— Job 1 —
Identify every line in the listing below that contains the string "cliff", and copy each of those lines. Case counts.

— Excerpted passage —
Sydney Anglicans VII: The value of theological education

Posted on August 6, 2012 
Filed under Sydney Diocese

Mark Thompson writes part seven of his series on Sydney Anglicans –

“It is hardly an exaggeration to say that you will not understand the Diocese of Sydney unless you’ve understood its theological college…”

Read it all here –

Without a doubt the single most important resource God has given to the diocese of Sydney is Moore Theological College. Opening in 1856, thanks to a marvellously generous bequest by Thomas Moore, an early settler in Sydney, it has provided theological education for the vast bulk of Sydney’s clergy over the last one hundred and fifty-six years. 

Today Moore College is known the world over as a leading centre of evangelical reformed theology and as a place where men and women are equipped to exercise gospel ministry with confidence in the truth, authority and relevance of the Bible. It is also integral to the life of the diocese. It is no coincidence that often when the diocese is spoken about, it is immediately associated with the College. The diocese has guarded and resourced the College since its foundation. Conversely, the College has served the diocese and is largely responsible for its current theological complexion. It is hardly an exaggeration to say that you will not understand the Diocese of Sydney unless you’ve understood its theological college.

During its 156 years, Moore College has been served by some extraordinary principals. Undoubtedly the three most significant have been Nathaniel Jones, Thomas Chatterton Hammond, and D. Broughton Knox. Jones trained a generation who would resist the rise of modernism after the First World War. Hammond was recruited by Archbishop Howard Mowll to recover the College and set it on a strong footing after the theological compromises of the second and third decades of the twentieth century. Knox created the modern college, extending its program to four years, articulating a clear philosophy of theological education and building a highly qualified faculty and a first rate library collection. Since his time the college has continued to develop (under Peter Jensen and most recently John Woodhouse): teaching its own four-year BD program, integrating the ministry training of women alongside that of men, offering its own MA (Theol) and MTh as well as supervising PhD students in cooperation with two of the local universities, and taking its correspondence course to the world and online. The College is always seeking to be more effective in its service of the churches of the diocese and further afield. Moore College is never standing still, though one thing remains the same. Recognising the complexity and pressures of Christian ministry in the twenty-first century, the College is resolute in its determination not to short-change either its students or the churches they will serve, but instead to provide them with the best preparation to face today’s challenges and tomorrow’s.

(Recorded data)
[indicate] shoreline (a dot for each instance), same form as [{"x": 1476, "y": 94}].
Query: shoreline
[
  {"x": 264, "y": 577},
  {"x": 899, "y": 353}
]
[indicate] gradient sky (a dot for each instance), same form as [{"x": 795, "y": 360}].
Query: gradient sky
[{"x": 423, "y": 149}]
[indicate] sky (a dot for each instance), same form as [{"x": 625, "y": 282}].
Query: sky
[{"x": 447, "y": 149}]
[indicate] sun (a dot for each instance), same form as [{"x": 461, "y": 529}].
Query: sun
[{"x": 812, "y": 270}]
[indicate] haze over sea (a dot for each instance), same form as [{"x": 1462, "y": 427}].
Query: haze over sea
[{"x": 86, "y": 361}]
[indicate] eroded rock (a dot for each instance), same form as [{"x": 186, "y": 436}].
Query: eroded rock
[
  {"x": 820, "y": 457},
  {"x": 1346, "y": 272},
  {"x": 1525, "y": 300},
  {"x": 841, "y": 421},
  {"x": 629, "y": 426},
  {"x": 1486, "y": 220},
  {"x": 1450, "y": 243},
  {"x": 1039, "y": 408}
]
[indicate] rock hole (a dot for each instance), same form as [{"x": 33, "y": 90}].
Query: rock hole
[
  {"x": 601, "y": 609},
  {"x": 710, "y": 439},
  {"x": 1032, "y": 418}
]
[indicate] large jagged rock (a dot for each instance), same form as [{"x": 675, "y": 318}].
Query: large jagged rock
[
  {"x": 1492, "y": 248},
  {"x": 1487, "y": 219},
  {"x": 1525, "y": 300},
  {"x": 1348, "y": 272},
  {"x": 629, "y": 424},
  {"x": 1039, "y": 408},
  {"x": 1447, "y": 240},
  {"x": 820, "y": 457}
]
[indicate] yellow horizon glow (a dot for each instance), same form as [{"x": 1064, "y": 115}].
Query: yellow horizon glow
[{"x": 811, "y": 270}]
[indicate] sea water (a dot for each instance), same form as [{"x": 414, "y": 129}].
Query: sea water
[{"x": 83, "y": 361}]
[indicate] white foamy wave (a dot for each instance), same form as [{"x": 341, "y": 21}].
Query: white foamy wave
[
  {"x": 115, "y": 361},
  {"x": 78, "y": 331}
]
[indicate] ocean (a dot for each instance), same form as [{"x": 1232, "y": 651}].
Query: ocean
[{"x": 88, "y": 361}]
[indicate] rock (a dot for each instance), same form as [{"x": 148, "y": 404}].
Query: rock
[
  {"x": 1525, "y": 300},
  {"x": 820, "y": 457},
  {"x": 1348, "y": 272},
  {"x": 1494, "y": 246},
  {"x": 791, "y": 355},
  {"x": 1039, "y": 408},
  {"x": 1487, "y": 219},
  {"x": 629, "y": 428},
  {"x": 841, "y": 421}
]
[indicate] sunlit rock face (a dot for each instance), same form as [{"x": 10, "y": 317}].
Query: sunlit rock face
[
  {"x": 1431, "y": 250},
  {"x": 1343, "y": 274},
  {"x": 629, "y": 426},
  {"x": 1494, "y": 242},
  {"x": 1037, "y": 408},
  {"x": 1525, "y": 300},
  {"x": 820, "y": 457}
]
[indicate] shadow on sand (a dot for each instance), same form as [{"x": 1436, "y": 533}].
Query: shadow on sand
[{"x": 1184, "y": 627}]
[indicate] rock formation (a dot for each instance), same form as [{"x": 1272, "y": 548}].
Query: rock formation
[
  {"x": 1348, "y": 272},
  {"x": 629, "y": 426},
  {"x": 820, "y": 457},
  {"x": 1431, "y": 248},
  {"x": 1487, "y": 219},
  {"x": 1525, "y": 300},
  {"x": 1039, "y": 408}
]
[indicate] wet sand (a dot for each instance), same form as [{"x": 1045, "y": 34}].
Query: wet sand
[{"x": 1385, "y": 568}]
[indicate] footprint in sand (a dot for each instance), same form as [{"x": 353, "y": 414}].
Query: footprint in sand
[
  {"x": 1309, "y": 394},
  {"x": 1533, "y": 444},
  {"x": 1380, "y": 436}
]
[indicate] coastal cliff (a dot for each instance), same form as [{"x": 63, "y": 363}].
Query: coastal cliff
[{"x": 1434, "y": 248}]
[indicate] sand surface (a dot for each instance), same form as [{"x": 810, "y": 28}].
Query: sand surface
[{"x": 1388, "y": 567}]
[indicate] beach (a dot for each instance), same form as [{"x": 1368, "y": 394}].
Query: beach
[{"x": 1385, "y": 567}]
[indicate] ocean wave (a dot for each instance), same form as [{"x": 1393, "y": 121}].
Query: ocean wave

— Job 2 —
Go on with the post above about Moore Theological College and the Diocese of Sydney, picking up after its final sentence.

— Exercise output 1 —
[indicate] coastal cliff (a dot for each instance), same form as [{"x": 63, "y": 363}].
Query: coastal cliff

— Exercise output 2 —
A Moore College theological education has a number of distinctive features.  Its core is an extensive study of the biblical text in the original languages (Hebrew, Greek, and yes there is a course on biblical Aramaic as well) as well as of the theology that arises from the Bible. Since the late 1950s a particular approach to biblical theology (the unfolding message of the Bible), one usually associated with Donald Robinson and Graeme Goldsworthy, has been a prominent feature of the College program, allowing students to see how the whole Bible holds together with the dynamic of promise and fulfilment, a focus on the person and work of the Christ, and a basic threefold framework (the promise foreshadowed in Israel’s history, the promise reiterated by Israel’s prophets, the promise fulfilled in Israel’s Messiah). The teaching of the Bible understood in this way informs and evaluates all other parts of the program. All theological systems, including our own, must be analysed and evaluated in the light of Scripture’s teaching. All ministry theory and practice (and all mission studies) must be measured against this standard also. Even Church History and Philosophy are studied with a conscious commitment to the final authority of the Bible’s teaching.

Students, particularly those in the College’s degree programs, read widely across the entire theological spectrum. Reading lists are not restricted to those books or authors who share the confessional stance of the College. Students read Augustine, Calvin, Warfield, Stott and Packer but also Schleiermacher, Newman, Barth and Moltmann. There is a heavy emphasis in the College courses on direct engagement with primary sources. So rather than being satisfied with what others say about Augustine or Calvin or Barth, students are encouraged to read these massive theological contributions for themselves. In other words, the confessional stance of the College (its commitment to the truthfulness and authority of Scripture, the centrality of the cross and of penal substitution in our understanding of the meaning of the cross, election by God’s grace and justification by faith alone, etc.) is not a defensive one. There is nothing to fear from subjecting each evangelical conviction to scrutiny and testing everything against the teaching of the Bible. No question is off-limits and no books or authors are banned. I remember being horrified in the 1990s to realise that some students studying undergraduate theology in the University of Oxford were given reading lists on the atonement that contained Vincent Taylor and C. H. Dodd but totally ignored Leon Morris and John Stott. In contrast, when I studied at Moore, Morris and Stott were read on the cross but so were Taylor, Dodd, Macleod Campbell and Jurgen Moltmann!

Moore College has continued to value full-time residential theological education in an era when many seminaries and theological colleges around the world have found it impossible to maintain. Sure, there are part-time options, distance education programs, and the first steps in online education at Moore, but at considerable cost the College still insists that the kind of intensive transformative learning that takes place when students are studying full-time and in a residential community best fits the subject matter and the learning objectives of theological education. Broughton Knox was fond of saying that the dining room was as important as the lecture room and the chapel. The Christian faith is not an abstract set of ideas but a network of relationships centred upon a relationship with the living God made possible through the life and work of Jesus Christ.

Today Moore College has a student body of around three hundred full-time undergraduate students, with another one hundred and fifty graduate students and thousands doing its correspondence courses. It has a faculty of 20, most of whom have spent time in full-time pastoral ministry as well as having completed advanced theological studies in some of the leading universities overseas. They combine a passion for gospel ministry in the churches with the highest standards of biblical and theological scholarship. Its library holds more than 220,000 physical format items, including a rare book collection and important archives. The college is regularly visited by oversees theologians and has a steady stream of overseas students. The multi-ethnic character of its student body increasingly reflects the multi-ethnic character of Sydney but also the College’s keen interest in assisting theological leadership in other parts of the world.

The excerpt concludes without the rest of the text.